___ Alıntı

MUHAMMED KESKİN HOCAEFENDİNİN MARİFET DERGİSİNDE BU AYKİ MAKALESİ
MUHAMMED KESKİN HOCAEFENDİNİN MARİFET DERGİSİNDE BU AYKİ MAKALESİ

Kullarının kalpleri (kudret) elinde olan dilediğine hidayet buyuran ve dilediğini (kendi iradelerini şerre kullandıkları için) saptıran Allah-u Teâlâ Hazretlerine sonsuz hamd-ü senalar olsun. Âlemlere rahmet olarak gönderilen Rasûlüllah Efendimize (Sallallahu Aleyhi ve Sellem) ve o rahmetten kâmil pay sahibi olan âl-u ashabına salat-ü selam olsun.

Değerli okurlarımız!

Hem İslam âlemi hem de vatanımız hassas ve sıkıntılı günler yaşamaktadır. Silahını devletine, milletine doğrultan ve acımasızca halkını, devletinin polisini katleden canilerin darbe girişimini Allah’ın lütfu, dostlarının himmeti ve aziz milletimizin cansiperane gayretleriyle atlatmış bulunuyoruz. Yetkililerin ifadelerine göre tehlike henüz tam olarak geçmiş değil. Şehitlerimize Allah’tan rahmet, yaralılarımıza kâmil şifalar diliyoruz. Allah tekrarından muhafaza eylesin. Vatanımızın, devletimizin ve milletimizin birliğine kastedenlere fursat vermesin. Bütün İslam coğrafyasını belalardan, musibetlerden, düşman işgalinden ve her türlü terör eyleminden korusun. Âmin…

Mahmud Efendi Hazretlerinin hizmetkârları olarak gücümüz yettiği kadar şeyhimize hizmet etmeye ve sevgili mürşidimizden gördüğümüz, öğrendiğimiz gibi hangi şartlarda olursa olsun hakkı söylemeye gayret ediyoruz. Ucuz kahramanlık değil maksadımız. Önceliğimiz dini ve milli değerlerimizi bozulmadan sonraki nesillere ulaştırmaktır.

______

**Verilen görev 1:** Makaleden "Kullarının kalpleri (kudret)" sözleriyle başlayıp "Değerli okurlarımız!" sözleriyle biten bölümü hiçbir değişiklik yapmadan çıkarın.

___ Alıştırma malzemeleri

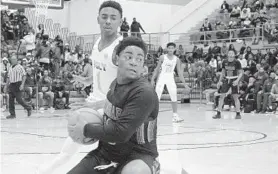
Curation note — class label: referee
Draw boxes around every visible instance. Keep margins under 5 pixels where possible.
[6,56,32,119]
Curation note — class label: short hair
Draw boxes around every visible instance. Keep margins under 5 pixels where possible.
[167,42,176,48]
[98,1,123,18]
[116,37,147,57]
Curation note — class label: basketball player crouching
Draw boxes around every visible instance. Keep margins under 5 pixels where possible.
[35,1,123,174]
[151,42,191,122]
[213,50,243,119]
[68,37,159,174]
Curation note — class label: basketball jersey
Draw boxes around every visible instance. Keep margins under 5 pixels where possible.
[160,54,177,76]
[91,36,123,100]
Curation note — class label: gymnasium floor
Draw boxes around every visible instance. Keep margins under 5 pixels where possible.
[1,103,278,174]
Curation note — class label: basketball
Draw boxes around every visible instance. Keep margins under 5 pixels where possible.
[68,108,103,145]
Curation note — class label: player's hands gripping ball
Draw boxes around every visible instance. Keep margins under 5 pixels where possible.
[68,108,102,145]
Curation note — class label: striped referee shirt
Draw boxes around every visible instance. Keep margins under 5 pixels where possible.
[8,64,26,83]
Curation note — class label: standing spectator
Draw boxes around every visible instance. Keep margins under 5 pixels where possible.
[5,56,32,119]
[200,18,212,40]
[78,59,93,96]
[269,77,278,111]
[228,44,237,55]
[24,67,36,102]
[35,36,51,69]
[211,42,221,56]
[238,54,247,68]
[52,77,70,109]
[19,18,31,39]
[255,49,263,63]
[256,72,276,113]
[220,1,230,13]
[177,45,184,58]
[36,24,44,39]
[38,70,54,112]
[221,42,228,57]
[121,17,129,38]
[230,5,241,18]
[51,38,63,78]
[254,64,268,93]
[20,29,36,53]
[130,18,146,38]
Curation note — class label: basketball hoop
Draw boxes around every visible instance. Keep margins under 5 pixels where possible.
[32,0,50,17]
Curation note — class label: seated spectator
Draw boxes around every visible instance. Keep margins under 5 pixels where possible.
[241,76,256,113]
[38,70,54,112]
[78,59,93,96]
[269,78,278,111]
[209,55,217,72]
[19,18,31,39]
[177,45,184,58]
[238,54,247,68]
[200,18,212,40]
[238,79,249,109]
[254,64,268,93]
[265,0,276,10]
[228,44,237,55]
[36,24,45,39]
[215,22,230,39]
[256,72,276,113]
[211,42,221,56]
[195,62,205,87]
[63,59,76,75]
[52,77,70,109]
[35,36,51,70]
[221,41,228,58]
[230,5,241,18]
[23,67,36,108]
[242,68,250,84]
[240,8,251,21]
[20,29,36,53]
[243,46,254,60]
[220,1,230,13]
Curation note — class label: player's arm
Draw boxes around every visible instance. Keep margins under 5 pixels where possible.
[176,59,190,89]
[84,88,157,143]
[151,56,164,84]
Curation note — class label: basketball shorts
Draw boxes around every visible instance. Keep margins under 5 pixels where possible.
[67,149,160,174]
[220,79,239,94]
[155,75,177,102]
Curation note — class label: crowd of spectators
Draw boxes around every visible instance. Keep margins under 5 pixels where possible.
[1,11,92,112]
[1,1,278,112]
[200,0,278,45]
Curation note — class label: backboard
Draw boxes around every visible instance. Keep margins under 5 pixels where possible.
[1,0,64,9]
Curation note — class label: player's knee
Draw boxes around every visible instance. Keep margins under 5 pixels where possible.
[121,160,152,174]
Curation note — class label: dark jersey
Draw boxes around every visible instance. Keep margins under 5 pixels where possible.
[222,59,241,77]
[85,78,159,162]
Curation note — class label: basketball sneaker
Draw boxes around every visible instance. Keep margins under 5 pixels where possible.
[173,113,184,123]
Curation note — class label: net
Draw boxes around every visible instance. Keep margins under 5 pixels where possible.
[32,0,50,17]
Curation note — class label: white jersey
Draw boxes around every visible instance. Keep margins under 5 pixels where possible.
[89,36,123,101]
[160,54,178,78]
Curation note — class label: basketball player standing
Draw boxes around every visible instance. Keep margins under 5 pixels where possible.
[151,42,190,122]
[213,50,243,119]
[38,1,123,174]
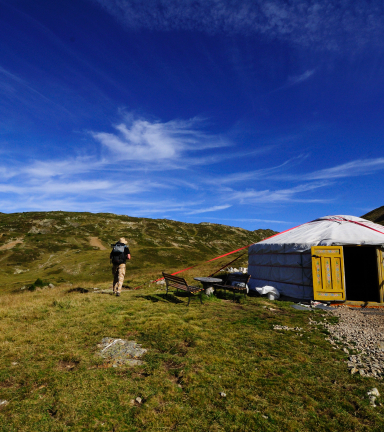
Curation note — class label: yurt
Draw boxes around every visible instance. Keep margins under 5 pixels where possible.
[248,215,384,303]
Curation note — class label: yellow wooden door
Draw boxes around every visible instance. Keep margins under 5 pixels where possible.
[376,248,384,303]
[311,246,345,301]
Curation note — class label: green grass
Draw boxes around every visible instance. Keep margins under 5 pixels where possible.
[0,282,384,431]
[0,212,384,432]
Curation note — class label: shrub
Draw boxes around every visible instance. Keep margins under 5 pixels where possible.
[34,278,44,287]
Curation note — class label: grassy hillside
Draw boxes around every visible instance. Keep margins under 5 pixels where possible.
[0,211,274,287]
[361,206,384,225]
[0,284,384,432]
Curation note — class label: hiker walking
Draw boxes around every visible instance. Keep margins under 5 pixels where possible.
[109,237,131,297]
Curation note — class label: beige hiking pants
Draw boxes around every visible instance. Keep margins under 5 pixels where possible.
[112,264,126,292]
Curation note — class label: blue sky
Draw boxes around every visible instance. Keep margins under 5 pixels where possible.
[0,0,384,231]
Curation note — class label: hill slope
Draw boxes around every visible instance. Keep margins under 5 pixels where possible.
[361,206,384,225]
[0,211,275,286]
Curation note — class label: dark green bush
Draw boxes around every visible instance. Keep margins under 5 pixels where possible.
[34,278,44,287]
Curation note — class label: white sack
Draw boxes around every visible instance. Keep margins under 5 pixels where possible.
[255,285,280,298]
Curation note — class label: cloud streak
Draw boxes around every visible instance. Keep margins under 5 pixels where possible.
[93,0,384,50]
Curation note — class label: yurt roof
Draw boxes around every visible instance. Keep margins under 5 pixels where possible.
[249,215,384,254]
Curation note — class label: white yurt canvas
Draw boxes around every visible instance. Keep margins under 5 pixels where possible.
[248,215,384,301]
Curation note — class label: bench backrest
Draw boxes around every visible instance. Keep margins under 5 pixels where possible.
[163,272,188,289]
[223,273,251,285]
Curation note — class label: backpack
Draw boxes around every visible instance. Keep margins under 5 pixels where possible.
[111,243,126,264]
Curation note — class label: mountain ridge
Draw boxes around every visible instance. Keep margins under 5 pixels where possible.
[0,211,276,285]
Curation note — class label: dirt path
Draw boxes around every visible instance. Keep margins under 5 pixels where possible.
[0,239,24,250]
[89,237,107,250]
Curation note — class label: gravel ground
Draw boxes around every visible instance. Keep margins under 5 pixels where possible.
[316,306,384,379]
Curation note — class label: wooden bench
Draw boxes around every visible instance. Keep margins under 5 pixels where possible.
[213,273,251,300]
[163,272,203,306]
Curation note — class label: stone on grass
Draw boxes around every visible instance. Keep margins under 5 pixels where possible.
[98,337,147,367]
[367,387,380,397]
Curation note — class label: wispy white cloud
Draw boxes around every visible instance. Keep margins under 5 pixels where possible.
[93,0,384,50]
[301,158,384,180]
[226,181,330,204]
[288,69,315,86]
[91,116,228,163]
[186,204,232,215]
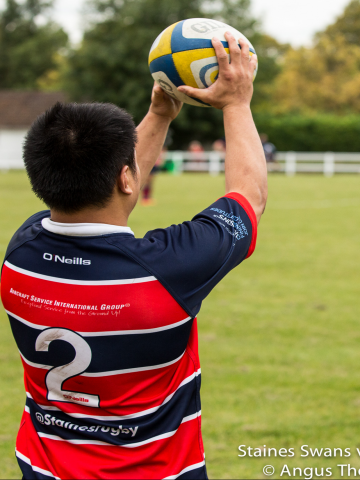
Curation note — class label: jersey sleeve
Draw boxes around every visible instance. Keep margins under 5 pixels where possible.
[139,193,257,316]
[5,210,50,260]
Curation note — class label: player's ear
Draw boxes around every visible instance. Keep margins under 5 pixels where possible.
[117,165,133,195]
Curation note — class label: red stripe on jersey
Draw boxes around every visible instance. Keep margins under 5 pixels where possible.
[1,265,188,332]
[16,414,204,479]
[225,192,257,258]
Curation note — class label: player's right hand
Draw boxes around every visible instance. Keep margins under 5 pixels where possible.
[178,32,257,110]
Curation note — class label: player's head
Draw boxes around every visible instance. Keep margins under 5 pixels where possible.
[24,103,137,213]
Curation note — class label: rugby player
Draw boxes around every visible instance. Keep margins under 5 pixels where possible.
[1,34,267,479]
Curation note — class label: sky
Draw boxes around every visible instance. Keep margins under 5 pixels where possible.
[0,0,350,47]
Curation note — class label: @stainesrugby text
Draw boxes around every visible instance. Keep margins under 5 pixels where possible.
[238,445,360,480]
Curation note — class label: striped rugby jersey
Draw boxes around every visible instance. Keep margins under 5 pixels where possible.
[1,193,257,479]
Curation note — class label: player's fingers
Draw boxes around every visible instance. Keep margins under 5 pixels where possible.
[249,53,257,72]
[225,32,241,65]
[239,38,250,62]
[153,82,164,95]
[211,37,229,73]
[177,85,208,101]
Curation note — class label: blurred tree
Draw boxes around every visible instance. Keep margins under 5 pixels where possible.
[63,0,286,148]
[270,0,360,115]
[0,0,68,90]
[316,0,360,45]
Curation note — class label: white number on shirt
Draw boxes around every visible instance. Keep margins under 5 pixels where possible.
[35,328,100,407]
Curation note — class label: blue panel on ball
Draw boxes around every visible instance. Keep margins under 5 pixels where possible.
[171,20,217,53]
[171,20,255,53]
[150,55,184,87]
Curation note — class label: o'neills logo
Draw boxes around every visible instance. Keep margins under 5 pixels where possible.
[43,253,91,265]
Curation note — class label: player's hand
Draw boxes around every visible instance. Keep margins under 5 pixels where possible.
[150,82,183,120]
[178,32,257,110]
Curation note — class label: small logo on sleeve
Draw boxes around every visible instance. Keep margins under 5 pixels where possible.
[43,253,91,265]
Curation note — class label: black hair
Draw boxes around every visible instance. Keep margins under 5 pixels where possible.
[24,103,137,213]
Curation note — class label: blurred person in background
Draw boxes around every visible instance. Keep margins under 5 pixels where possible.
[141,145,167,207]
[212,138,226,153]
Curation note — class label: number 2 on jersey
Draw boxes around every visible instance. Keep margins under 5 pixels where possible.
[35,328,100,407]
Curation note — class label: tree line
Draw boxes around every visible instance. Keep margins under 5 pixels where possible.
[0,0,360,149]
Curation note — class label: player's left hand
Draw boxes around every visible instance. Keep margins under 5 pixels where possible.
[150,82,183,120]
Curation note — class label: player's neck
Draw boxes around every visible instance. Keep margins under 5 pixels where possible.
[51,195,132,227]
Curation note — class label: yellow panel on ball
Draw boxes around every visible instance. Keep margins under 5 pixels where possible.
[172,48,229,88]
[149,22,179,65]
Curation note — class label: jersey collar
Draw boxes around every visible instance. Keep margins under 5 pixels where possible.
[41,218,134,237]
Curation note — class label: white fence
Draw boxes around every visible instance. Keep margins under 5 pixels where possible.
[0,148,360,176]
[166,151,360,176]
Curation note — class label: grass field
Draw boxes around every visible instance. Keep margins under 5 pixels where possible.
[0,172,360,479]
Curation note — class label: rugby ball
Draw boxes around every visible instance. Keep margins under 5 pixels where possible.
[149,18,258,107]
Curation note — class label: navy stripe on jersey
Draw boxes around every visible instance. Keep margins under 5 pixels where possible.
[26,378,200,446]
[9,315,193,374]
[164,461,208,480]
[6,211,151,281]
[15,450,58,480]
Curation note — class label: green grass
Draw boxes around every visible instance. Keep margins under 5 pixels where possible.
[0,172,360,479]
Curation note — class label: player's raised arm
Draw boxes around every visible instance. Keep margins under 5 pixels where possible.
[136,83,182,185]
[178,32,267,222]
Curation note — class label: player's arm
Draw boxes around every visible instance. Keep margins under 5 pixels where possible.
[178,33,267,222]
[136,83,182,185]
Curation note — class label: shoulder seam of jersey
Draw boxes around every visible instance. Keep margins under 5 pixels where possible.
[104,237,196,318]
[2,227,43,266]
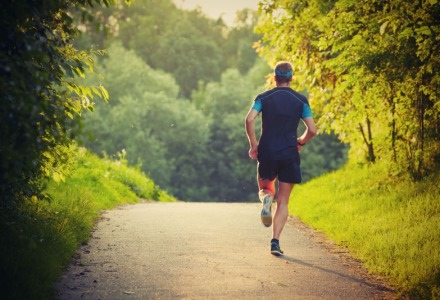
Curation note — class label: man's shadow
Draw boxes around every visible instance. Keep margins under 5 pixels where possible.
[275,256,394,292]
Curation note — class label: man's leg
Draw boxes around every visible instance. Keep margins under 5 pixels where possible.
[257,175,275,197]
[272,182,293,240]
[258,176,275,227]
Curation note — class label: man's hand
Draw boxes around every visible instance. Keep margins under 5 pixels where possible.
[249,147,258,160]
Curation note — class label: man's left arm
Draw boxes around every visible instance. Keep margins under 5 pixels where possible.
[245,108,258,159]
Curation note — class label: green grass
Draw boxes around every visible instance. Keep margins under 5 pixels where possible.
[0,149,175,299]
[290,164,440,299]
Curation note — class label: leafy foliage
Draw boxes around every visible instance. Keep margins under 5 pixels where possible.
[76,0,258,98]
[0,146,175,299]
[258,0,440,178]
[0,0,131,206]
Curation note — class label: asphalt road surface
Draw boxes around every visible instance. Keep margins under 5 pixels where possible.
[57,202,394,300]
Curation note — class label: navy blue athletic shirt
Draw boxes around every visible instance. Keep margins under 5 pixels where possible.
[252,87,313,161]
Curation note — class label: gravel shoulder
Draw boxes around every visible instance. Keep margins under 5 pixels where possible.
[56,202,396,299]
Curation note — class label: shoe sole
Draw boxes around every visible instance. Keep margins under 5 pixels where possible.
[270,250,284,256]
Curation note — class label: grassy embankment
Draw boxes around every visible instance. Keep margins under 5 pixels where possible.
[290,165,440,299]
[0,149,175,299]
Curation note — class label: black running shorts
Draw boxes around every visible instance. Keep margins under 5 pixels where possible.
[258,157,302,183]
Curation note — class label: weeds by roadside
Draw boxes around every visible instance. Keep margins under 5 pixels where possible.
[290,164,440,299]
[0,148,175,299]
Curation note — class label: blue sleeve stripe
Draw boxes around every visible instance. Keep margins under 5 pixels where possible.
[301,103,313,119]
[252,98,263,113]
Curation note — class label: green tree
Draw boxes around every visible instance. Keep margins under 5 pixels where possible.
[0,0,125,205]
[259,0,440,178]
[82,44,210,200]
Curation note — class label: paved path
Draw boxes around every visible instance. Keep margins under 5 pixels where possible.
[58,202,392,300]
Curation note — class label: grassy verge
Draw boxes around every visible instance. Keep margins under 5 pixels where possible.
[0,149,175,299]
[290,165,440,299]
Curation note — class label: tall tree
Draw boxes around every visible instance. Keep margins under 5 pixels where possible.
[259,0,440,178]
[0,0,124,205]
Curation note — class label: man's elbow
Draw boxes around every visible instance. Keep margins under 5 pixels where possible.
[308,126,318,137]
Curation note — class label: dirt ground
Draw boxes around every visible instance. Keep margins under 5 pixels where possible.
[57,202,396,299]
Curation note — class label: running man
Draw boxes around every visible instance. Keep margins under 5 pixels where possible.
[245,62,316,256]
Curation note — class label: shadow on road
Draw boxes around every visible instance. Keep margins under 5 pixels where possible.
[276,256,394,292]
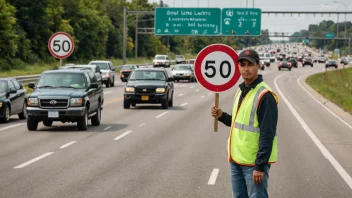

______

**Verilen görev 2:** Kayıtlarda "Curation note — class label: crowd" ifadesini içeren satırdan başlayıp "[109,237,131,297]" ifadesini içeren satırla biten satırları, iki uç da dahil olmak üzere, aynen kopyalayın. Resimleri yanıtınıza almayın.

**Görevin çözümü 1:**
Kullarının kalpleri (kudret) elinde olan dilediğine hidayet buyuran ve dilediğini (kendi iradelerini şerre kullandıkları için) saptıran Allah-u Teâlâ Hazretlerine sonsuz hamd-ü senalar olsun. Âlemlere rahmet olarak gönderilen Rasûlüllah Efendimize (Sallallahu Aleyhi ve Sellem) ve o rahmetten kâmil pay sahibi olan âl-u ashabına salat-ü selam olsun.

Değerli okurlarımız!

**Görevin çözümü 2:**
Curation note — class label: crowd of spectators
Draw boxes around every visible instance. Keep margins under 5 pixels where possible.
[1,11,92,112]
[1,1,278,112]
[200,0,278,45]
Curation note — class label: backboard
Draw boxes around every visible instance. Keep margins under 5 pixels where possible.
[1,0,64,9]
Curation note — class label: player's knee
Draw boxes around every visible instance. Keep margins under 5 pixels where possible.
[121,160,152,174]
Curation note — class label: dark jersey
Draw boxes around every visible instance. Keep margins under 5 pixels where possible.
[222,59,241,77]
[85,78,159,162]
Curation note — class label: basketball sneaker
Draw boxes around every visible instance. Keep margins under 5 pixels where possible.
[173,113,184,123]
Curation note — class label: net
Draw boxes around every visible instance. Keep margins under 5 pixels where possible.
[32,0,50,17]
Curation note — class label: white jersey
Draw boxes around every visible instance. Keep margins under 5 pixels where possible.
[89,36,123,101]
[160,54,178,78]
Curation note — class label: basketball player standing
Draw boxes around every visible instance. Keep margins under 5 pixels where possible.
[151,42,190,122]
[213,50,243,119]
[38,1,123,174]
Curation note — class label: yurt
Draw boxes around every visible instance. Keep margins under 5 pixels where possible.
[248,215,384,303]
Curation note — class label: yellow wooden door
Draw boxes around every visible instance. Keep margins under 5 pixels where possible.
[376,248,384,303]
[311,246,345,301]
Curation note — class label: green grass
Draw boxes around every visible instance. Keep margins under 5 pixels where possible.
[0,282,384,431]
[0,212,384,432]
Curation note — class label: shrub
Draw boxes around every visible instance. Keep margins under 5 pixels where possible.
[34,278,44,287]
Curation note — class label: grassy hillside
Draw boxes around every visible instance. Keep margins under 5 pixels where possible.
[0,211,274,287]
[361,206,384,225]
[0,284,384,432]
Curation note — class label: hiker walking
Draw boxes around every visible instance. Keep margins under 5 pixels where possible.
[109,237,131,297]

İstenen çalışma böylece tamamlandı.